EXERCISE DESCRIPTION: An exact copy of every record below is needed, with the pictures left out.

THE DATA below:

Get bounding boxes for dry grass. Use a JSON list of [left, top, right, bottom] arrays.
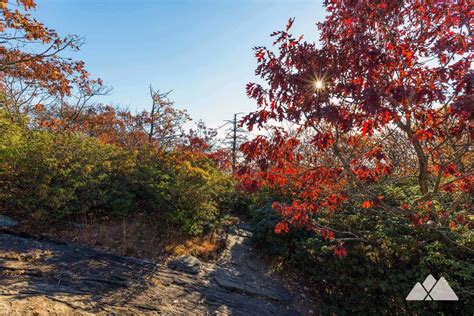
[[169, 230, 224, 260], [7, 212, 225, 263]]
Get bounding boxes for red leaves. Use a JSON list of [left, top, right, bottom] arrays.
[[245, 83, 263, 100], [401, 48, 414, 64], [207, 149, 231, 170], [410, 214, 422, 227], [312, 132, 334, 150], [237, 174, 262, 193], [365, 148, 385, 160], [379, 110, 393, 124], [361, 120, 374, 136], [377, 2, 388, 10], [238, 0, 472, 259], [320, 193, 348, 211], [361, 87, 381, 115], [255, 50, 265, 62], [342, 17, 354, 26], [414, 129, 434, 141], [274, 221, 289, 234], [361, 200, 373, 209], [333, 243, 347, 258], [439, 163, 460, 177], [321, 229, 335, 241]]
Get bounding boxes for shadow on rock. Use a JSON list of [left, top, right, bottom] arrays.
[[0, 223, 301, 315]]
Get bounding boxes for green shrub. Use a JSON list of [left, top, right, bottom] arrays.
[[1, 111, 236, 235], [159, 151, 235, 235], [250, 188, 473, 315], [0, 114, 137, 219]]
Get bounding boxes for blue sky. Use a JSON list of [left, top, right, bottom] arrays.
[[35, 0, 325, 127]]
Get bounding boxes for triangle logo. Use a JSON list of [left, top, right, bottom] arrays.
[[406, 275, 459, 301], [430, 277, 459, 301], [406, 282, 428, 300]]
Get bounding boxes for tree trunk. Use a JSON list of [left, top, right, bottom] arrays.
[[412, 139, 430, 195], [397, 121, 430, 195]]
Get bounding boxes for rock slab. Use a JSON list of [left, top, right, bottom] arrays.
[[0, 222, 301, 315], [168, 255, 202, 275], [0, 215, 18, 228]]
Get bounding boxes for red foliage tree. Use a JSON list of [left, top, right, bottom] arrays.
[[241, 0, 472, 255]]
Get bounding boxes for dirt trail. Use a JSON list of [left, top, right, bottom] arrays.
[[0, 222, 302, 315]]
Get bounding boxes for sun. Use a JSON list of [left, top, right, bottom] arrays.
[[313, 79, 325, 91], [307, 73, 327, 94]]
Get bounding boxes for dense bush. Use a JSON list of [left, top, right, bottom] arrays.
[[156, 150, 235, 235], [1, 112, 136, 219], [250, 185, 473, 315], [0, 111, 235, 234]]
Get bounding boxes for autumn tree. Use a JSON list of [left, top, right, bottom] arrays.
[[242, 0, 472, 254], [0, 0, 106, 128], [135, 86, 190, 150]]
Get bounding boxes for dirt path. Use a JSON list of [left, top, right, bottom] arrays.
[[0, 223, 302, 315]]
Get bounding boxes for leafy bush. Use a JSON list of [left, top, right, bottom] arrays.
[[1, 112, 136, 219], [158, 150, 235, 235], [250, 189, 473, 315], [1, 112, 235, 235]]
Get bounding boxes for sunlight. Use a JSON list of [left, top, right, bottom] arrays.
[[1, 1, 469, 314], [310, 75, 327, 94], [313, 79, 325, 91]]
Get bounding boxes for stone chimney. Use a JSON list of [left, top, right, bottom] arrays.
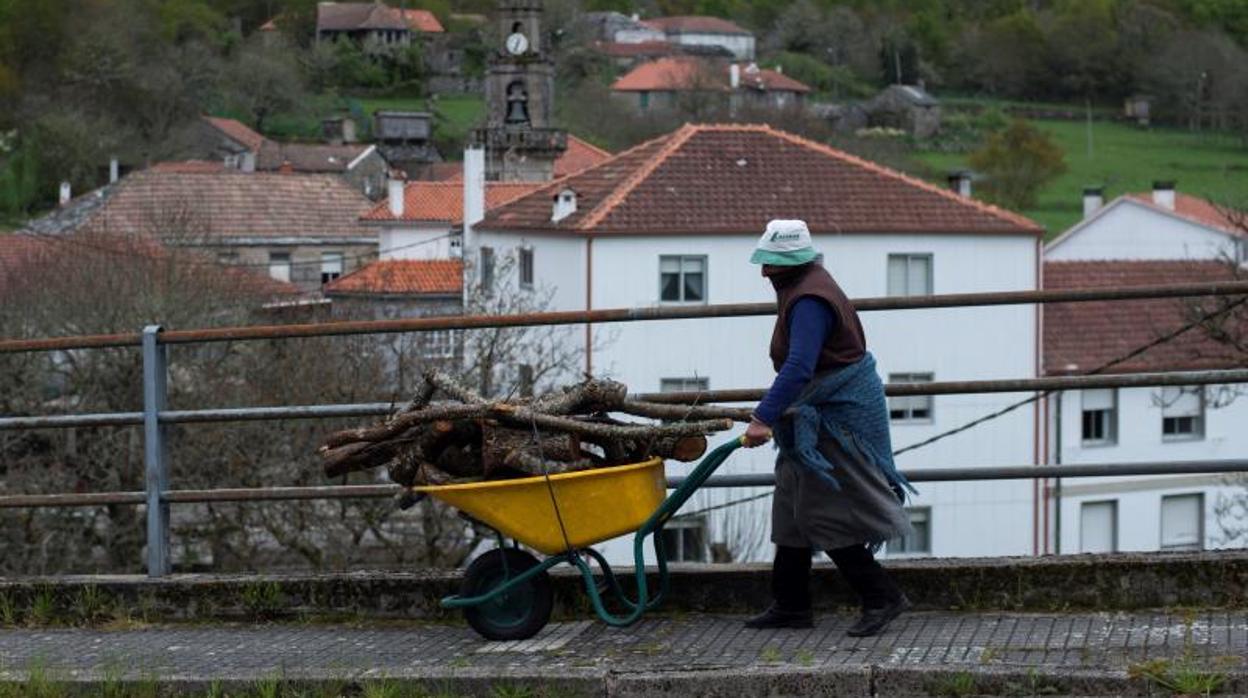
[[241, 151, 256, 173], [387, 173, 406, 218], [462, 146, 486, 248], [109, 157, 119, 184], [58, 181, 72, 206], [552, 189, 577, 222], [1082, 187, 1104, 219], [1152, 181, 1176, 211], [729, 63, 740, 89], [947, 170, 972, 198]]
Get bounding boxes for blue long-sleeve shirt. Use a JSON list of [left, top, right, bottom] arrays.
[[754, 297, 837, 426]]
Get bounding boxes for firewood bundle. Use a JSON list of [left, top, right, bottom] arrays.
[[318, 370, 750, 495]]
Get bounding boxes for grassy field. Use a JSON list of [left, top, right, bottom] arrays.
[[915, 120, 1248, 236], [261, 93, 486, 153]]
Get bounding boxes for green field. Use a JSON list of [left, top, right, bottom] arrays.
[[261, 93, 486, 152], [915, 120, 1248, 236]]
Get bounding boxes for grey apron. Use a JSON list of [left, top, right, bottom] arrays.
[[771, 427, 913, 551]]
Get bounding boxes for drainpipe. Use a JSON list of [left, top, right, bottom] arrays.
[[1054, 390, 1063, 554]]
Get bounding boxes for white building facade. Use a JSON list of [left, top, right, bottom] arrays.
[[469, 124, 1047, 564], [1043, 183, 1248, 555]]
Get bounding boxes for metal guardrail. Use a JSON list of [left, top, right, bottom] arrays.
[[2, 282, 1247, 576], [2, 280, 1247, 353]]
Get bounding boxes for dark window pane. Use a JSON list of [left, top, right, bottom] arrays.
[[683, 272, 703, 301], [661, 273, 680, 301]]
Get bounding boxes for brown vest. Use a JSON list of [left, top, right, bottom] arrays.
[[769, 264, 866, 373]]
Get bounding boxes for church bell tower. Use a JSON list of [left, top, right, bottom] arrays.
[[473, 0, 567, 182]]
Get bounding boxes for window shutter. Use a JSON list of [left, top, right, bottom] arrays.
[[1082, 389, 1114, 411]]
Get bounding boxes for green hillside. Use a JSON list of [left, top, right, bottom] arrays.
[[916, 120, 1248, 236]]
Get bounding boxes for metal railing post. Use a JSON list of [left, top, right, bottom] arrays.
[[142, 325, 171, 577]]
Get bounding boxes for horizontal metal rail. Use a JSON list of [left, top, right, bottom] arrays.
[[3, 280, 1246, 353], [3, 460, 1245, 509], [4, 368, 1246, 431]]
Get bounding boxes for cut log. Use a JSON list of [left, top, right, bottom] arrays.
[[647, 435, 708, 462], [505, 451, 597, 476], [320, 403, 485, 450], [425, 369, 486, 404], [533, 379, 628, 415], [481, 423, 580, 475], [619, 400, 752, 423]]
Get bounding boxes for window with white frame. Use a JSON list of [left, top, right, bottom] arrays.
[[888, 373, 933, 423], [421, 330, 457, 359], [268, 251, 291, 283], [888, 507, 931, 554], [660, 377, 709, 394], [320, 252, 343, 284], [659, 255, 707, 303], [479, 246, 495, 292], [1081, 389, 1117, 445], [1160, 386, 1204, 440], [1080, 500, 1117, 553], [1160, 493, 1204, 551], [519, 246, 534, 288], [886, 253, 933, 297], [660, 517, 707, 562]]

End of THE DATA.

COMPLETED TASK:
Get bounding boxes for dry grass. Use a JSON list of [left, top, right, bottom] arrays.
[[169, 230, 224, 260], [7, 212, 225, 263]]
Get bounding boxes for red leaves. Use a JSON list of [left, top, right, bottom] arrays.
[[245, 83, 263, 100], [401, 48, 414, 64], [207, 149, 231, 170], [410, 214, 422, 227], [312, 132, 334, 150], [237, 174, 262, 193], [365, 148, 385, 160], [379, 110, 393, 124], [361, 120, 374, 136], [377, 2, 388, 10], [238, 0, 472, 259], [320, 193, 348, 211], [361, 87, 381, 115], [255, 50, 265, 62], [342, 17, 354, 26], [414, 129, 434, 141], [274, 221, 289, 234], [361, 200, 373, 209], [333, 243, 347, 258], [439, 163, 460, 177], [321, 229, 335, 241]]
Get bounding boxes for shadow on rock. Use a JSON list of [left, top, right, bottom] arrays.
[[0, 223, 301, 315]]
Get bounding boxes for green shrub. Use a JSON list of [left, top, right, bottom] arrays.
[[1, 111, 236, 235], [159, 151, 235, 235], [250, 188, 473, 315], [0, 114, 137, 219]]
Get bounding boxes for blue sky. Use a JSON list of [left, top, right, bottom] arrays.
[[35, 0, 325, 127]]
Get bounding boxes for triangle logo. Use a JSON list of [left, top, right, bottom] arrays.
[[406, 275, 459, 301], [430, 277, 459, 301], [406, 282, 428, 300]]
Get bounding boxes for tree trunk. Use a JSON list of [left, top, right, bottom] arrays.
[[412, 139, 430, 195], [397, 121, 430, 195]]
Get bounding boxes for rock slab. Use a JSON list of [left, top, right, bottom] arrays.
[[0, 222, 301, 315], [168, 255, 202, 275], [0, 215, 18, 228]]
Get bounding boxes for red foliage tree. Use a JSON list of [left, top, right, bottom] arrays.
[[241, 0, 472, 255]]
Get bounding boxes for dirt trail. Use a JSON list of [left, top, right, bottom] arrays.
[[0, 222, 302, 315]]
Get bounding boxes for sun. Use a JSON list of [left, top, right, bottom] arrays.
[[313, 79, 325, 91], [307, 73, 327, 94]]
Get bounding boxes for dense bush. Use a JSON list of [left, top, right, bottom] arrays.
[[156, 150, 235, 235], [1, 112, 136, 219], [250, 185, 473, 315], [0, 111, 235, 234]]
Get bounding boxes for autumn tree. Use a JSON list of [left, top, right, bottom] arrays.
[[242, 0, 472, 254], [0, 0, 106, 128], [135, 86, 190, 150]]
Get bounding boxes for dirt path. Use a JSON list of [left, top, right, bottom] arrays.
[[0, 223, 302, 315]]
Get bounding boxes for leafy bush. Use a JSON list of [left, top, right, bottom] arrays.
[[1, 112, 136, 219], [158, 150, 235, 235], [250, 189, 473, 315], [1, 112, 235, 235]]
Get bounding boxes for sunlight. Use a JSON list of [left, top, right, bottom] arrays.
[[1, 1, 469, 314], [310, 75, 327, 94], [313, 79, 325, 91]]
Get bounding boxes for stone chimney. Use a JSON list of [left, top, right, bottom] arrays.
[[241, 151, 256, 173], [387, 173, 406, 218], [462, 146, 486, 248], [109, 157, 119, 184], [58, 181, 72, 206], [552, 189, 577, 222], [1082, 187, 1104, 219], [1152, 181, 1176, 211], [729, 63, 740, 89], [947, 170, 972, 198]]
Get bounding boxes for blue long-sleeve shirt. Use a JSON list of [left, top, right, bottom] arrays.
[[754, 297, 837, 426]]
Get bounding boxes for firewood bundle. Use a JSON list of [left, top, right, bottom] arrays.
[[318, 370, 750, 495]]
Get bounding boxes for grassy field. Use a JSON list of [left, top, right, bottom] arrays.
[[915, 120, 1248, 236], [261, 93, 486, 153]]
Get bounding boxes for green field. Use a JSON list of [left, top, right, bottom] arrays.
[[261, 93, 486, 152], [915, 120, 1248, 236]]
Get bounding boxes for grey apron. Use a JSON list of [left, top, right, bottom] arrays.
[[771, 427, 913, 551]]
Get bounding boxes for drainpipe. Use a JSON list of [left, top, right, bottom] arrays.
[[1054, 390, 1063, 554]]
Get bounding boxes for white building facade. Use a JSON list of [left, top, right, bottom] arrays.
[[469, 124, 1047, 564], [1043, 183, 1248, 555]]
Get bounding boxes for metal guardrail. Use a JSON list of [left, top, right, bottom] arrays.
[[2, 282, 1247, 576], [2, 280, 1247, 353]]
Get bounding boxes for dark window pane. Use a JSON list of [left, top, right, bottom] arrays.
[[683, 272, 703, 301], [661, 273, 680, 301]]
Get bounding boxes for brown vest. Use a JSON list of [left, top, right, bottom] arrays.
[[769, 264, 866, 373]]
Get bounding boxes for church bell tower. Use a JSON list of [left, top, right, bottom] arrays.
[[473, 0, 567, 182]]
Get bounding boxes for window shutter. Use a JSON list of [left, top, right, bottom] arrays.
[[1082, 389, 1114, 411]]
Get bounding boxes for green hillside. Use a JSON list of [left, top, right, bottom] arrays.
[[916, 120, 1248, 236]]
Get bounding boxes for metal railing post. Use a JSON list of [left, top, right, bottom] arrays.
[[142, 325, 171, 577]]
Get bounding boxes for horizontal metal rail. Use a JSON list of [left, top, right, bottom] arrays.
[[3, 280, 1246, 353], [3, 460, 1245, 509], [4, 368, 1246, 431]]
Get bounding boxes for cut log. Use a JSON list of [left, top, right, bottom] arrays.
[[647, 435, 708, 462], [505, 451, 597, 476], [320, 403, 485, 450], [425, 369, 486, 404], [533, 379, 628, 415], [481, 423, 580, 475], [619, 400, 752, 423]]
Get bounding boxes for window with white frame. Use a JSON list of [left, top, right, bottom] arrays.
[[888, 373, 933, 423], [421, 330, 457, 359], [268, 251, 291, 283], [888, 507, 931, 554], [660, 377, 709, 394], [320, 252, 343, 284], [659, 255, 707, 303], [479, 246, 495, 292], [1081, 389, 1117, 445], [1160, 386, 1204, 440], [1080, 500, 1117, 553], [1160, 493, 1204, 551], [519, 246, 534, 288], [886, 253, 933, 297], [660, 517, 707, 562]]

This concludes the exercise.